■ Problem statement: In the records below, write out the lines starting at the one that contains "pixel 306 251." and ending after the one that contains "pixel 105 190". Include both of those lines.

■ Provided data:
++++++

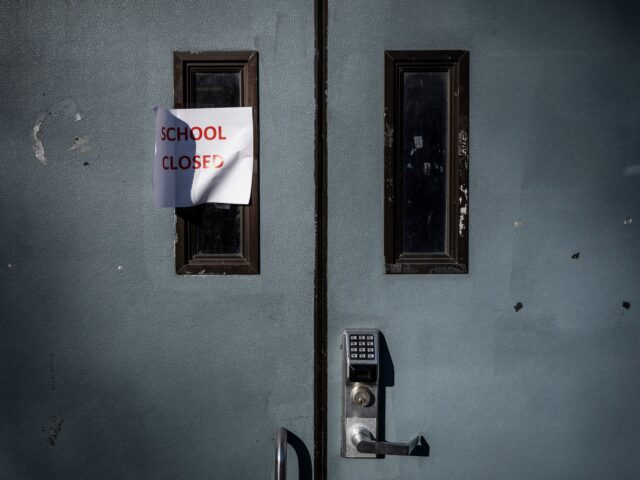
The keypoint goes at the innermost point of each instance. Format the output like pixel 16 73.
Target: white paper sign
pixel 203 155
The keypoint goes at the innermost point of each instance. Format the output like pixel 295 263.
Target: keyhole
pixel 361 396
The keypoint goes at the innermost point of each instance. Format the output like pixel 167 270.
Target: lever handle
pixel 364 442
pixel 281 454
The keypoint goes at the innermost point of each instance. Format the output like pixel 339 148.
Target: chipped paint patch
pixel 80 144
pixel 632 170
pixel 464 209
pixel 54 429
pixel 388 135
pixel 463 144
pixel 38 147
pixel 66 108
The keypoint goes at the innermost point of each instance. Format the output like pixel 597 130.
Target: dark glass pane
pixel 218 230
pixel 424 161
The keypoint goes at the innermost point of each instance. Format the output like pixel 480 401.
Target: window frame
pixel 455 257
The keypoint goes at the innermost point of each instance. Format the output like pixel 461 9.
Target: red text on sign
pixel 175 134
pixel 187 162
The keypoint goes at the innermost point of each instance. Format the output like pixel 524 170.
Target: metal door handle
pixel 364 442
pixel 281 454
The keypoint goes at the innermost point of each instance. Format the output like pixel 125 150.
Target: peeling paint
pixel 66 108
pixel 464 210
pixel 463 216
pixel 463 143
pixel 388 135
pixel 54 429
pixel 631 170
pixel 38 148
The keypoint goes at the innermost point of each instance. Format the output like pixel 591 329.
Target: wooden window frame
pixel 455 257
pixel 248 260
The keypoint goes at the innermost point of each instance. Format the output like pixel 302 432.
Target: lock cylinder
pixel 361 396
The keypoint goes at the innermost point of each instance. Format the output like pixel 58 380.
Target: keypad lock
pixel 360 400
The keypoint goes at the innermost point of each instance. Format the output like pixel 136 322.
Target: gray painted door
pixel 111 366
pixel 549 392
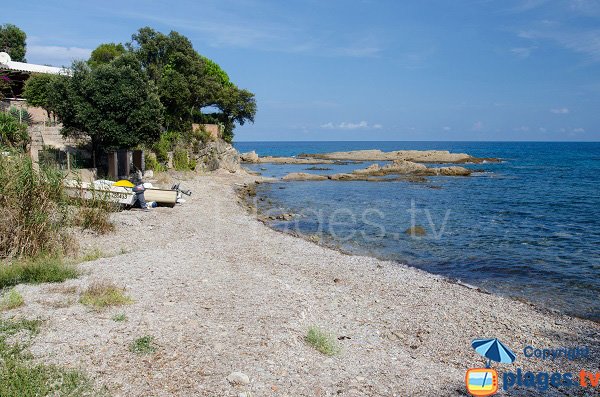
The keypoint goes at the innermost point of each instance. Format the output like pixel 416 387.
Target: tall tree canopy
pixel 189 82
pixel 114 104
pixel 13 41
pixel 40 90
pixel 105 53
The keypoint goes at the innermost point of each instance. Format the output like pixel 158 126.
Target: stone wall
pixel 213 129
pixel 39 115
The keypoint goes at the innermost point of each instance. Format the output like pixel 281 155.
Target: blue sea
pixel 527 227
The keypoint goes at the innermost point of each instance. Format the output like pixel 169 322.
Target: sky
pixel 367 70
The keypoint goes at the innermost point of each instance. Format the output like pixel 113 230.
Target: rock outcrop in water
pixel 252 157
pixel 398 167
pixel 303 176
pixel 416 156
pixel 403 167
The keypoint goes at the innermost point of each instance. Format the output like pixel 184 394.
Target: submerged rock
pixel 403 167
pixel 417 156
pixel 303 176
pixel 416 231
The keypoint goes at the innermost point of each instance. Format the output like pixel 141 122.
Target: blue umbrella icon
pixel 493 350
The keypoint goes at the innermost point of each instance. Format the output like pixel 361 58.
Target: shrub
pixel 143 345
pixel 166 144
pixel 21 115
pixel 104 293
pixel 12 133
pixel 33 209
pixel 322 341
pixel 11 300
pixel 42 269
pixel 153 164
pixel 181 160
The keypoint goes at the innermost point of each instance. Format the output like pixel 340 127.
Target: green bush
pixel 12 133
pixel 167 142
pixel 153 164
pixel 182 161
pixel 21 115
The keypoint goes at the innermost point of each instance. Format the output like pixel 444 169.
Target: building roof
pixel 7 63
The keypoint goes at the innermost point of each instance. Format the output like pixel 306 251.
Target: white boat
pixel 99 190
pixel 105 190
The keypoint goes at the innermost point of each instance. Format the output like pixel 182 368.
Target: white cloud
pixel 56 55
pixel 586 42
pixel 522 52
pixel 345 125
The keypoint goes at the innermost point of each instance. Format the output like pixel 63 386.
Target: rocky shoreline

++++++

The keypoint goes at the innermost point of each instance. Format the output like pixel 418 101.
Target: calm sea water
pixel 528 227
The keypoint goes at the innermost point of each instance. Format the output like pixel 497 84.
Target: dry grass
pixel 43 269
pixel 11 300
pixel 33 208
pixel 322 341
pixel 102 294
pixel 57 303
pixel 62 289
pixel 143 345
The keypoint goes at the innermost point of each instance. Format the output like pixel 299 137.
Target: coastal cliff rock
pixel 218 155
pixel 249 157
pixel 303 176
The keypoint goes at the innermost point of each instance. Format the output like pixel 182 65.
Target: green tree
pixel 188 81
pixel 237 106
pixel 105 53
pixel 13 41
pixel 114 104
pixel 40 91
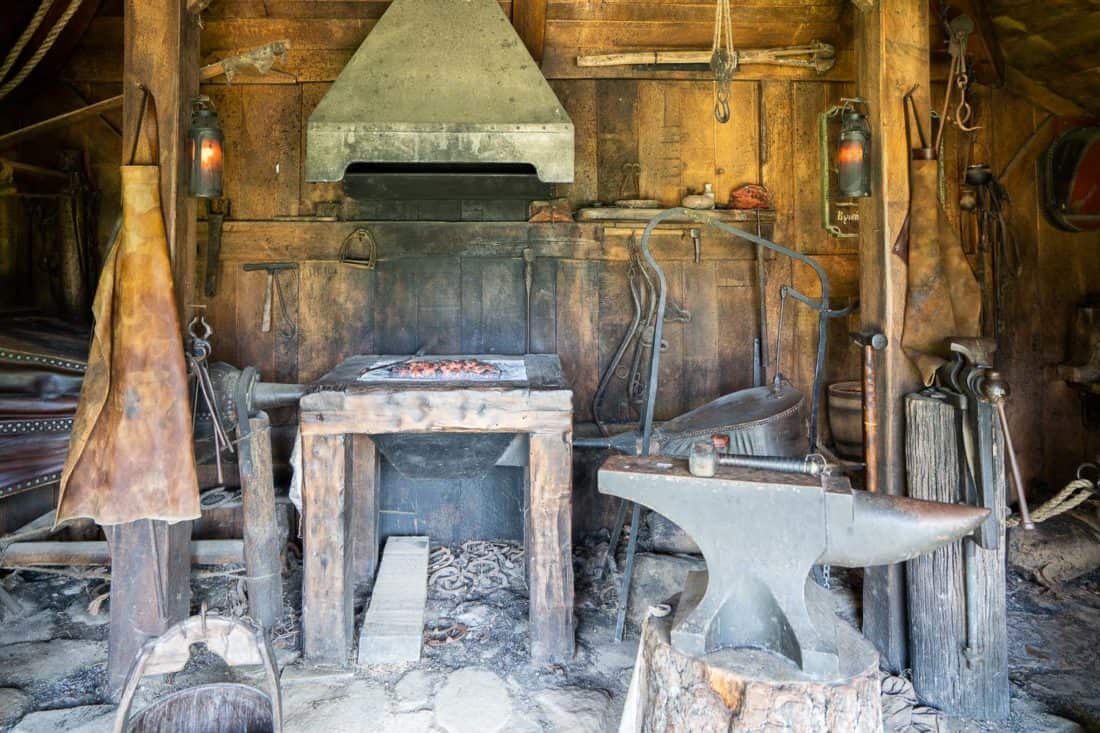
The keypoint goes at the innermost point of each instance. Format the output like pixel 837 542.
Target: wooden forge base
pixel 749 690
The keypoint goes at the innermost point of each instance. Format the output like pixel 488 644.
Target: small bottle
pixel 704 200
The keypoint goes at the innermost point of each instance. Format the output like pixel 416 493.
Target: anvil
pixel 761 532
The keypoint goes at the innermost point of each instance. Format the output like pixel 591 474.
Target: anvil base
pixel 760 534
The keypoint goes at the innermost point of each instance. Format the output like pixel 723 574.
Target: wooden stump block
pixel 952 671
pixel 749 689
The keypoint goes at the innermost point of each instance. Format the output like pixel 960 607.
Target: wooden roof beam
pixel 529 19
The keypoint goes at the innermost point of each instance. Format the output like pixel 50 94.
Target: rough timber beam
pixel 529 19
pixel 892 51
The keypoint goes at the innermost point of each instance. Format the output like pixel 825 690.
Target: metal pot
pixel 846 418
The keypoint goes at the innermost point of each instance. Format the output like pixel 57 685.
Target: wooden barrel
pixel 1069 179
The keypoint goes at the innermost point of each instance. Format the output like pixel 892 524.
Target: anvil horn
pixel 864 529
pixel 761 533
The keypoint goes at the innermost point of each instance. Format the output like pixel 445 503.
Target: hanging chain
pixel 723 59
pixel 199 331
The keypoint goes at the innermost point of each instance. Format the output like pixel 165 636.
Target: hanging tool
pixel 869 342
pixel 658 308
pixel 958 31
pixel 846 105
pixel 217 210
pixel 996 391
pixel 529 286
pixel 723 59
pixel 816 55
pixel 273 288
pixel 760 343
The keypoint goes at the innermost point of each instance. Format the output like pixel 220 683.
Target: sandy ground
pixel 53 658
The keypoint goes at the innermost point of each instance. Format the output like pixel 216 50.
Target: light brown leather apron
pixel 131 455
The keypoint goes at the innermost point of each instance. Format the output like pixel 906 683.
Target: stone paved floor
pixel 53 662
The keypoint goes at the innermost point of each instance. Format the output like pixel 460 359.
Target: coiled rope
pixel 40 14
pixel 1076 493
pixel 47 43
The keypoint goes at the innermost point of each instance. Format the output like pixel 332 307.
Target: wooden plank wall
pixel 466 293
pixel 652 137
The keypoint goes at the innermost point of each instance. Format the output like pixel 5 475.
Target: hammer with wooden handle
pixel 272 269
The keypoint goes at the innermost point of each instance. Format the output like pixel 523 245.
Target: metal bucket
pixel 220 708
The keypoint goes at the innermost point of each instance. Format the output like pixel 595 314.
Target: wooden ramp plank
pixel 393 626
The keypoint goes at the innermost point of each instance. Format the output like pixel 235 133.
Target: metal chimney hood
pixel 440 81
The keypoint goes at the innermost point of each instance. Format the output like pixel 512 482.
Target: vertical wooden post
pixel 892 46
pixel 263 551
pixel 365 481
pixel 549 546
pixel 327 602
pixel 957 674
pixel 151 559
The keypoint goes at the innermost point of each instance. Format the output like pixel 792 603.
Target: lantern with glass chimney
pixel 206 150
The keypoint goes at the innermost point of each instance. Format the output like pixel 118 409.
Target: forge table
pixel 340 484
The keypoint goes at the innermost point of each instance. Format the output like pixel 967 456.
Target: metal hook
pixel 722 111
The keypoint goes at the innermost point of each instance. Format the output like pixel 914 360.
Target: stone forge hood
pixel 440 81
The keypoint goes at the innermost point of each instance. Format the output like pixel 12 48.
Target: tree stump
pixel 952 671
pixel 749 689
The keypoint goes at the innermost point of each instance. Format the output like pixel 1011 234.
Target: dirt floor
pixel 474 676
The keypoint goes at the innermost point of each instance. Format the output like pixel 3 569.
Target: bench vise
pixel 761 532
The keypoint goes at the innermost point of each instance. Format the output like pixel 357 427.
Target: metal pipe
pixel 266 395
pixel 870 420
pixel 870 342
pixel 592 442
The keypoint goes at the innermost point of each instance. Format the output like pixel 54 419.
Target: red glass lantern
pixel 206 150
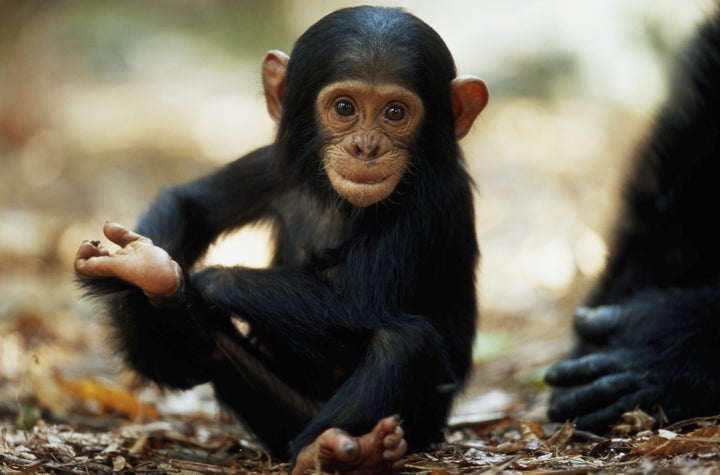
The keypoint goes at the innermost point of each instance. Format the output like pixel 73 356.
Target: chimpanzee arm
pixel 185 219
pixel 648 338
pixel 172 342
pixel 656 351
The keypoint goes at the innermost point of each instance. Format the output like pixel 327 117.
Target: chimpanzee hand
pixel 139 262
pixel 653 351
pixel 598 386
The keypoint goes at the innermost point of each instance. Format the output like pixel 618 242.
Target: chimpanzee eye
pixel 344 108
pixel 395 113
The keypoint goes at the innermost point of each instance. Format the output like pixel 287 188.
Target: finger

++++++

■ Exercise response:
The keypoint goes at the innermost point of each instance. Format the output like pixel 306 251.
Target: white boat
pixel 99 190
pixel 105 190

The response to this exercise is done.